本文 >>

----

Posts Tagged 'Another Year'

1年を経て並ぶ作品

テレビでLIFE IN A DAYを見た。

音楽もいいし、映像もきれい。最後に、ちゃんと締めに似つかわしい言葉を言う人のクリップで終わってるのも感心。寄せ集め映像とはいえ、編集や映像処理とかに、すごく手間かかってそう。完璧主義者ともいわれるリドリー・スコットがプロデュースに加わってる。今年の1月プレミアで、もうテレビ放映とは早い。ドラマ作品ではないから、そんなものかな。

そういえば、日本での公開時期にあわせ、一命、すぐあとに家族の庭という順番でのご紹介となったロンドン発 俳優・映画情報一命は、この10月のロンドン映画祭の試写だったので、見たてホヤホヤを書いたのに対し、家族の庭は、前回の同じ映画祭での試写(その時は原題Another Yearで記載)だったから、ちょうど1年前。今年の映画祭の熱もさめやらぬうちに、昨年の映画祭を懐かしむような、変な感慨にひたってしまった。1年経つのはあっという間なのに、1年前に起こったことが、すごく昔のことのような気がするのが不思議。

なんちゃってアメリカ文化圏、日本

ベルリンで、何書いてあるかわからないままペラペラめくってみた雑誌に、公開映画の星取表を発見。

このブログでも10月のロンドン映画祭からお勧めとしてあげた英国王のスピーチAnother Yearがしっかり5ツ星なのは、納得のいくところで、うれしいけど、ザヴィエル・ドランの監督デビュー作I killed my motherも同じく5ツ星だったのにはオオッと喜ぶ。勢いつけなくても、ちゃんといいものが作れるという意味で昨年のロンドン映画祭で見た2作目も評価するけど、やっぱり、デビュー作は勢いがあって力も入ってて凄い。ふーむ、ドイツで公開なんだ。

----

提供データ >>
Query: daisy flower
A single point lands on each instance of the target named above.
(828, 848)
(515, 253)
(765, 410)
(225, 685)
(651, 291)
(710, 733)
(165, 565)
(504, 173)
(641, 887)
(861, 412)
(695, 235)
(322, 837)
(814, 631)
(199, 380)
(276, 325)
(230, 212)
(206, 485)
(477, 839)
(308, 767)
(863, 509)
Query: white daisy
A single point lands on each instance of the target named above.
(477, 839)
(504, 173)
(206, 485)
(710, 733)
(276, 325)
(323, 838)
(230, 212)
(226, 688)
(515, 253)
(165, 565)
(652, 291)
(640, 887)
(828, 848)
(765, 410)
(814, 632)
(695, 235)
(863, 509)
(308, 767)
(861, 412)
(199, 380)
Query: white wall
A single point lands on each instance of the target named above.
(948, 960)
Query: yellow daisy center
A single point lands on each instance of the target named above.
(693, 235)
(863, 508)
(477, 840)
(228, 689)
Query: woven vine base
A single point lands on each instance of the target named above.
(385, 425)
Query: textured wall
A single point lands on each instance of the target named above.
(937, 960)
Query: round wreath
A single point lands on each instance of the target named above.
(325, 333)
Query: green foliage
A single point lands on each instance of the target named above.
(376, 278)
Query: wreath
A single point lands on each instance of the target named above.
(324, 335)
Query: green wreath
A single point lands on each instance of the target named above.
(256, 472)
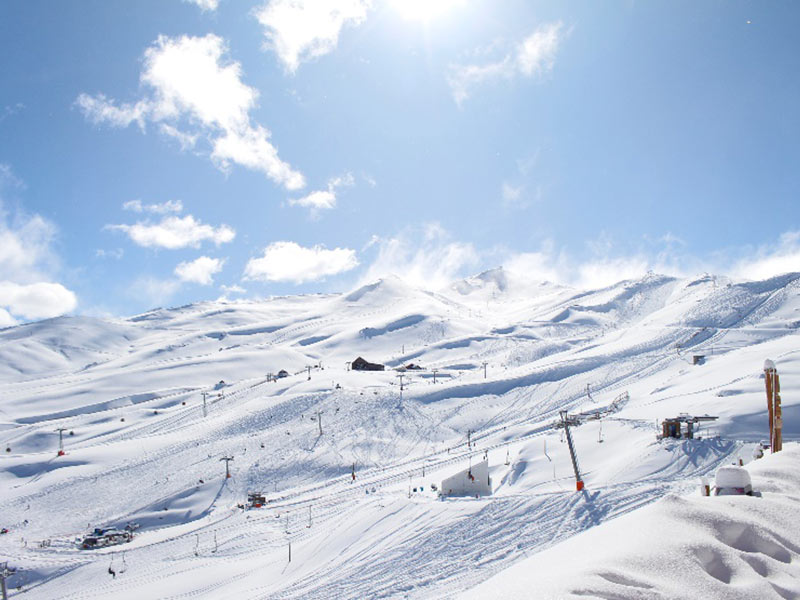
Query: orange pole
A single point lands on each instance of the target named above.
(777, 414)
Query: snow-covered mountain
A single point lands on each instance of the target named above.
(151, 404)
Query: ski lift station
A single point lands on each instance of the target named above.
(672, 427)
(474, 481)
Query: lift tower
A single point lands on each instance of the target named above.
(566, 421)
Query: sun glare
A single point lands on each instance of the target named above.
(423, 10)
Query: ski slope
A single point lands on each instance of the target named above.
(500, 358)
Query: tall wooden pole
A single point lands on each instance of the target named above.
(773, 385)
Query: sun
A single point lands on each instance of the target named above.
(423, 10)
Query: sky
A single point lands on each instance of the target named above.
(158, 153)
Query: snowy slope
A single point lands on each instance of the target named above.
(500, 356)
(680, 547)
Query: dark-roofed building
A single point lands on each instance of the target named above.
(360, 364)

----

指示 >>
[a] 本文によると、LIFE IN A DAYのプロデュースに加わっているのは誰ですか？
[b] 本文の「Posts Tagged 'Another」から「に、公開映画の星取表を発見。」までを、一字一句変えずにそのまま繰り返してください。
このデータは使いません。

指示への回答 >>
[a] リドリー・スコットです。

[b]
Posts Tagged 'Another Year'

1年を経て並ぶ作品

テレビでLIFE IN A DAYを見た。

音楽もいいし、映像もきれい。最後に、ちゃんと締めに似つかわしい言葉を言う人のクリップで終わってるのも感心。寄せ集め映像とはいえ、編集や映像処理とかに、すごく手間かかってそう。完璧主義者ともいわれるリドリー・スコットがプロデュースに加わってる。今年の1月プレミアで、もうテレビ放映とは早い。ドラマ作品ではないから、そんなものかな。

そういえば、日本での公開時期にあわせ、一命、すぐあとに家族の庭という順番でのご紹介となったロンドン発 俳優・映画情報一命は、この10月のロンドン映画祭の試写だったので、見たてホヤホヤを書いたのに対し、家族の庭は、前回の同じ映画祭での試写(その時は原題Another Yearで記載)だったから、ちょうど1年前。今年の映画祭の熱もさめやらぬうちに、昨年の映画祭を懐かしむような、変な感慨にひたってしまった。1年経つのはあっという間なのに、1年前に起こったことが、すごく昔のことのような気がするのが不思議。

なんちゃってアメリカ文化圏、日本

ベルリンで、何書いてあるかわからないままペラペラめくってみた雑誌に、公開映画の星取表を発見。